PROBLEM:
Output every entry exactly as written.

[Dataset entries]
/---

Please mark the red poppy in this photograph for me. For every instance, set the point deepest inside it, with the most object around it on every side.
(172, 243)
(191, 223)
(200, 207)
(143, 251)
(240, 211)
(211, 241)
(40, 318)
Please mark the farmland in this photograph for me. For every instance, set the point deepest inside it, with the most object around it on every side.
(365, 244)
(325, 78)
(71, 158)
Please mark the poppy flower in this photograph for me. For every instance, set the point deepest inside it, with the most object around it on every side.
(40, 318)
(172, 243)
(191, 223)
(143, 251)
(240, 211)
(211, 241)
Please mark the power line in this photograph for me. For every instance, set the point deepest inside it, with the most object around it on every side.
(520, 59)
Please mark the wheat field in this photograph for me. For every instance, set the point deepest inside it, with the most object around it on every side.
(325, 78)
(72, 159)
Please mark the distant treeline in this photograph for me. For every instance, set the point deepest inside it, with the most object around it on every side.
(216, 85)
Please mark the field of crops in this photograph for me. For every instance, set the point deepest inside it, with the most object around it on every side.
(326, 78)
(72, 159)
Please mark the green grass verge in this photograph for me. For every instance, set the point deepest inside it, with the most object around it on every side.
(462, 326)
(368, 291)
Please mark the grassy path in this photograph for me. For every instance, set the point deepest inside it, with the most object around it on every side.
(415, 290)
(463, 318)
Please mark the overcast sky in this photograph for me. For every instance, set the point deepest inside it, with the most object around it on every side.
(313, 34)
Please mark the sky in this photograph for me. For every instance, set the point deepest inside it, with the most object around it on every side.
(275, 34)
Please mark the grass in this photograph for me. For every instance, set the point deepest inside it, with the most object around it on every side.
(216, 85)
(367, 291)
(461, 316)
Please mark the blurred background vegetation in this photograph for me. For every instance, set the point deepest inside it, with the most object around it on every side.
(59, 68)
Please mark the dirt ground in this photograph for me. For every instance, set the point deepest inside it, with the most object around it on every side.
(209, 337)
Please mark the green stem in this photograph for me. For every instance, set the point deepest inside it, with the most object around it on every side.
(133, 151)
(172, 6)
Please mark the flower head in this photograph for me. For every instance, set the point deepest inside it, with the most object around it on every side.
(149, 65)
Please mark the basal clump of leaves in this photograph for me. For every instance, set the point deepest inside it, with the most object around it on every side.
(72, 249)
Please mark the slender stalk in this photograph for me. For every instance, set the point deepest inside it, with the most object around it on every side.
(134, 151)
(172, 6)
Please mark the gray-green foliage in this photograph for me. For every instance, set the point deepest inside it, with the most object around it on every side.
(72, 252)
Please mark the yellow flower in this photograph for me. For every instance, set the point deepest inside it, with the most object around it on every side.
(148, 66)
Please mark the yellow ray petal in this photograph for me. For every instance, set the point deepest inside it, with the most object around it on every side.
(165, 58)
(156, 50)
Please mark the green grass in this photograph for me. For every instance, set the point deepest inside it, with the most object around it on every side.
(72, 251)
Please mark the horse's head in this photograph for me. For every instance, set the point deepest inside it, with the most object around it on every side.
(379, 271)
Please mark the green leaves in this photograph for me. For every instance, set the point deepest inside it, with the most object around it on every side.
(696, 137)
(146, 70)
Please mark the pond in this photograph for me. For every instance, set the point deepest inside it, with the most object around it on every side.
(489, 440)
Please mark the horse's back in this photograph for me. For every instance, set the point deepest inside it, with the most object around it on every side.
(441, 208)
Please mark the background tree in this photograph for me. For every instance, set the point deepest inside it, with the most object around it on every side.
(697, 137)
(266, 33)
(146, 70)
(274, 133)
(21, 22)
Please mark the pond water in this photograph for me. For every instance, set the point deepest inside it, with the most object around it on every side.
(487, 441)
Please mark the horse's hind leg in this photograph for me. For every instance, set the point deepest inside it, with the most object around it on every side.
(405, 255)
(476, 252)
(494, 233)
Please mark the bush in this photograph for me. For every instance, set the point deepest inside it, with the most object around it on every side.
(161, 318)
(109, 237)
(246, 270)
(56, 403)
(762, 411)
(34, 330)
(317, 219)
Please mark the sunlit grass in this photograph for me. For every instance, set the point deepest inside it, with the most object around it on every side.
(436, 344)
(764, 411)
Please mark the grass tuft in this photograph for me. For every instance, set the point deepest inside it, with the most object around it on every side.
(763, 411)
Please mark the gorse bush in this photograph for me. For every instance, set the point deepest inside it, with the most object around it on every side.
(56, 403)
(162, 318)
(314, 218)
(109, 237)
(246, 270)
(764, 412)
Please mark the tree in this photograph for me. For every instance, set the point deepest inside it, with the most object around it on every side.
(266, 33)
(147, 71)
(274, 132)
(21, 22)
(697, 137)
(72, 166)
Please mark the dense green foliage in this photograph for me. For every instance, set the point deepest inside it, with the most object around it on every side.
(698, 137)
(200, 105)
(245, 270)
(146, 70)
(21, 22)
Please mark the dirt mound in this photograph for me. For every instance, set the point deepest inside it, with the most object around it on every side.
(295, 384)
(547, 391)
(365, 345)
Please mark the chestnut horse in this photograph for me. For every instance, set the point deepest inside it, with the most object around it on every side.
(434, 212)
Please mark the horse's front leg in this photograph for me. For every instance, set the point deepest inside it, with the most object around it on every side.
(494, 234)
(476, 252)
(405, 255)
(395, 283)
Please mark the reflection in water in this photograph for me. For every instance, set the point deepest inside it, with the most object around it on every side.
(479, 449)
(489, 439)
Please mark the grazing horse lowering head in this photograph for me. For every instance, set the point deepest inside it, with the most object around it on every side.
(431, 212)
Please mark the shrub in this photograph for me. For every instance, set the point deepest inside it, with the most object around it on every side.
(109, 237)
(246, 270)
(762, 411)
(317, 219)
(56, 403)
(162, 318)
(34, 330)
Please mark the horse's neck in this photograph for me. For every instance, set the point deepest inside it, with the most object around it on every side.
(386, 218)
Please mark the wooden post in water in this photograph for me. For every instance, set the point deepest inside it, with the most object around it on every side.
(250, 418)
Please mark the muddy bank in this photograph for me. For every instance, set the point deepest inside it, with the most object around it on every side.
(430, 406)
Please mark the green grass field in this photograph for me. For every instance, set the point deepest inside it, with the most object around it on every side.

\---

COMPLETED EXERCISE:
Please mark the red poppy in this photograph for me. For every instance, set the point deepest inside it, with the most object around it on every side.
(172, 243)
(191, 223)
(200, 207)
(143, 251)
(240, 211)
(211, 241)
(40, 318)
Please mark the farmland in this photograph for me. For every instance, set the point deepest inside it, with the most object around it on every side.
(365, 244)
(325, 78)
(71, 158)
Please mark the poppy flower in this photograph for me. For every instance, set the point deepest inside it, with the most object around it on every side.
(40, 318)
(172, 243)
(191, 223)
(143, 251)
(240, 211)
(211, 241)
Please mark the power line in this photograph for me. For every instance, set the point deepest inside it, with the most object around it on every side.
(520, 59)
Please mark the wheat field in this photograph for me. For every instance, set the point deepest inside it, with the most object around it on every side.
(325, 78)
(72, 159)
Please mark the distant treeline in this photograph for me. For every instance, set the point deepest inside it, with the most object around it on every side.
(216, 85)
Please mark the field of crops in this photograph for me. For every instance, set the point deepest inside it, with the most object around it on every side.
(326, 78)
(72, 159)
Please mark the green grass verge in this photograph for me. For every instance, set the point deepest inside it, with the most object around it on every side.
(462, 326)
(368, 291)
Please mark the grassy path in this photograph for me. For every instance, set the point deepest inside it, with the most object around it on every side.
(415, 290)
(463, 318)
Please mark the overcast sky in this photograph for me. For every instance, set the point deepest inside it, with the most object around it on every side.
(313, 34)
Please mark the sky in this photograph for me. For every instance, set the point deepest inside it, with the most object around it on every side.
(275, 34)
Please mark the grass in this photograph for me. For every instance, set the point deepest inside it, with the most object around it on every side.
(216, 85)
(367, 291)
(461, 316)
Please mark the blurred background vegetation in this photograph for me. For every instance, set the point deepest inside it, with the most object around it on every side.
(59, 68)
Please mark the dirt ground in this photograph for me. For every instance, set the point deepest inside it, with the most object around it on every side.
(209, 337)
Please mark the green stem in this photograph for me. For every instance, set the point deepest inside it, with the most object around it on every side.
(133, 151)
(172, 6)
Please mark the flower head in this photograph for me. For every instance, set the point deepest inside it, with the most object around it on every side.
(149, 65)
Please mark the basal clump of leaves in this photograph for me. For every instance, set the point deepest inside it, with the most object around it on every side.
(72, 249)
Please mark the slender stalk in this photograph for me. For every instance, set the point deepest inside it, with the most object around it on every side.
(134, 151)
(172, 6)
Please mark the gray-green foliage in this photograph for me. For every instance, set the point deepest inside it, with the most object around it on every side.
(72, 252)
Please mark the yellow flower in this photograph for me. For every instance, set the point deepest inside it, with the most object around it on every side.
(148, 66)
Please mark the yellow ray petal in this photograph for me. For every instance, set the point deepest inside it, with the most object around it on every side.
(165, 58)
(156, 50)
Please mark the green grass in this photograph for me. For every instance, set the point deepest inside it, with the most object around it on every side.
(72, 251)
Please mark the horse's head in this photograph for me. For every instance, set the point deepest inside it, with the most object around it on every side.
(379, 271)
Please mark the green leaves in this photograph for me. For every instance, set the point deepest inside it, with the most object around it on every side.
(696, 137)
(146, 70)
Please mark the pond in this photograph for me. For every instance, set the point deepest inside it, with the most object around it on every side.
(489, 440)
Please mark the horse's back in this photograph for me. For every instance, set the point deepest inside it, with the most object around it on every side.
(441, 208)
Please mark the background tree in this photograph for me. For every instance, set the point deepest inside it, with the most object around it on every side.
(697, 137)
(266, 33)
(146, 70)
(274, 133)
(21, 22)
Please mark the pond water in this photograph for me. For every instance, set the point deepest inside it, with the most object around it on every side.
(487, 441)
Please mark the horse's hind leg in this photograph for me. For every instance, set the point deepest inside it, with the most object around it on every side.
(405, 255)
(476, 252)
(494, 233)
Please mark the bush in this photograph for me. For every instance, set the point deepest inside it, with the most object around it on every side.
(161, 318)
(109, 237)
(246, 270)
(56, 403)
(762, 411)
(34, 330)
(317, 219)
Please mark the sunlit grass in this photograph for me. For every instance, set the point deepest inside it, with the most object around it on every side.
(436, 344)
(764, 411)
Please mark the grass tuft in this photograph for me. For every instance, set the point deepest inside it, with the most object around it on every side.
(763, 411)
Please mark the gorse bush in this photograph for me. For every instance, set the point deepest inside it, with the most object around it on every side.
(56, 403)
(162, 318)
(314, 218)
(109, 237)
(246, 270)
(764, 412)
Please mark the tree in this photograph for me. For every instance, set the point deepest inside it, with the most object around it on every side.
(266, 33)
(147, 71)
(274, 132)
(21, 22)
(697, 137)
(72, 166)
Please mark the dense green foliage in this photograph for me. For every instance, set the point deepest inside it, with the most object around it on every side.
(698, 137)
(200, 105)
(245, 270)
(146, 70)
(21, 22)
Please mark the dirt mound in this photograph for me. For every instance, set the point deepest inside it, with the most object around it on every side.
(295, 384)
(547, 391)
(365, 345)
Please mark the chestnut horse in this photograph for me. For every instance, set the point deepest inside it, with the most object around it on every side.
(434, 212)
Please mark the horse's front leg in this photograph for me. For every instance, set the point deepest inside it, with the most object around it on every side.
(494, 234)
(476, 252)
(405, 255)
(395, 283)
Please mark the reflection in water in this photograph for me. For every instance, set the point deepest inside it, with the most object around it on every side.
(479, 449)
(489, 439)
Please mark the grazing horse lowering head in this photograph for me. For every instance, set the point deepest inside it, with the most object around it on every side.
(431, 212)
Please mark the shrub in this photograph for me. For every instance, set the point deepest inside it, with the most object around it on every side.
(109, 237)
(246, 270)
(762, 411)
(317, 219)
(56, 403)
(162, 318)
(34, 330)
Please mark the horse's neck in this photograph for me. For every instance, set the point deepest inside it, with the most object around it on every side.
(386, 218)
Please mark the wooden post in water in this photograph for me. For every instance, set the point deepest inside it, with the most object around it on every side.
(250, 418)
Please mark the muddy bank in this photograph for me. For every instance, set the point deepest inside it, with the most object around it on every side.
(430, 406)
Please mark the green grass field in this photograph for me. For every instance, set the point deepest inside it, with the most object around it on every side.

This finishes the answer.